◆ YOUR TASK
From the first line of the data below, repeat each line exactly until you reach the line with "locate neck?"; include that line too.

◆ INFORMATION GIVEN
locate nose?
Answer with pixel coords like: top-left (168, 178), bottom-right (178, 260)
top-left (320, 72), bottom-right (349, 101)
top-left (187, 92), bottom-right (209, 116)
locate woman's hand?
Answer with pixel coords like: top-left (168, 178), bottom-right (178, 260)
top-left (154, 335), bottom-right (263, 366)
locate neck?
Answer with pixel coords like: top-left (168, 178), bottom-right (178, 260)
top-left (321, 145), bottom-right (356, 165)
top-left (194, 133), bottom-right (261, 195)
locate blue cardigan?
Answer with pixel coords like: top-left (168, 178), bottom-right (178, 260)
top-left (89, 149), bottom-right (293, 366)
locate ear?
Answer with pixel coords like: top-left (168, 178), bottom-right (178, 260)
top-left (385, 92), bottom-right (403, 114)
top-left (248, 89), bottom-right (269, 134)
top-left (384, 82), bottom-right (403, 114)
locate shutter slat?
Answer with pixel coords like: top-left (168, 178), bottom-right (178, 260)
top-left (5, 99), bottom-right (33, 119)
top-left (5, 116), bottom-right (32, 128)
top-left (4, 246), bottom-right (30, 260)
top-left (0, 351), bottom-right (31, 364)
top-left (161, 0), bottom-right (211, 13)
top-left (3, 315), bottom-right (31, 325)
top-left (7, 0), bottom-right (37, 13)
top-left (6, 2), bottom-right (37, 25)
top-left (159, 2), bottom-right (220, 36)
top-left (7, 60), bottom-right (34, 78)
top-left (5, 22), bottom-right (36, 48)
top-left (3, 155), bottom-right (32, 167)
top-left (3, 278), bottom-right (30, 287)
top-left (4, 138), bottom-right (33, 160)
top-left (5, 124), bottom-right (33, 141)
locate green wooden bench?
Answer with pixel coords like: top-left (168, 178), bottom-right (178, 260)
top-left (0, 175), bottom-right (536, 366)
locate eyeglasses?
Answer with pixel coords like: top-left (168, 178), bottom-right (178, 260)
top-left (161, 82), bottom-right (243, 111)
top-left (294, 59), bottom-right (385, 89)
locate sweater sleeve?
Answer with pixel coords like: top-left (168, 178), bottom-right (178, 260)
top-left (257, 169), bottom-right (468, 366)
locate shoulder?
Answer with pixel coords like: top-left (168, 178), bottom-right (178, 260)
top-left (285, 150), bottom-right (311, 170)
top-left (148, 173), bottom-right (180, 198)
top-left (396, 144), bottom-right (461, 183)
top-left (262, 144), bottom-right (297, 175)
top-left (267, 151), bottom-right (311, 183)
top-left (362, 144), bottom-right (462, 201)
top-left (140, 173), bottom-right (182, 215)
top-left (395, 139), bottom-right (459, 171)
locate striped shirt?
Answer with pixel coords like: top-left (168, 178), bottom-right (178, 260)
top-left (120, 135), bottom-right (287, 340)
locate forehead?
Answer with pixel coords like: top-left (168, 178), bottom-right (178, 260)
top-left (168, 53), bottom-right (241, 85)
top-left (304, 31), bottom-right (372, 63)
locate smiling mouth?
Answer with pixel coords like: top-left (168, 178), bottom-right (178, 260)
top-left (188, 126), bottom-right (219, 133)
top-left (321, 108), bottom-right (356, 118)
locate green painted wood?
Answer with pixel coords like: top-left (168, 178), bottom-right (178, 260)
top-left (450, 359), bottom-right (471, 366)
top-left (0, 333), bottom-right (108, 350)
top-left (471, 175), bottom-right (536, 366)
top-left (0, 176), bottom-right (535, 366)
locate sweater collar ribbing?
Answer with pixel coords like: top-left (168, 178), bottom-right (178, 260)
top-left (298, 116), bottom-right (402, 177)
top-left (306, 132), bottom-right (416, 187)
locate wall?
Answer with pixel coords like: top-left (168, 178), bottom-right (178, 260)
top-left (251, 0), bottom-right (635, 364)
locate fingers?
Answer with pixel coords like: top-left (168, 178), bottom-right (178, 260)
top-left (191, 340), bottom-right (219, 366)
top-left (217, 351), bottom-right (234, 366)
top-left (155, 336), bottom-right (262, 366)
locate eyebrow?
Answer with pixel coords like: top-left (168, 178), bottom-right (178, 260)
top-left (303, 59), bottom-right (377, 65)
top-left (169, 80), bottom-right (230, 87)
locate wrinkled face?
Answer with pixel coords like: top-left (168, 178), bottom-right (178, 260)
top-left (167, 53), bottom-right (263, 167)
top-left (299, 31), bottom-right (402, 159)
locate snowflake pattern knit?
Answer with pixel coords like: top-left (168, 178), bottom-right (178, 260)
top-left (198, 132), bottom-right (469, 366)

◆ PROBLEM SOLUTION
locate nose?
Answer with pixel coords like: top-left (168, 178), bottom-right (178, 260)
top-left (320, 72), bottom-right (349, 101)
top-left (187, 92), bottom-right (209, 116)
locate woman's hand?
Answer with pixel coords like: top-left (168, 178), bottom-right (178, 260)
top-left (154, 335), bottom-right (263, 366)
locate neck?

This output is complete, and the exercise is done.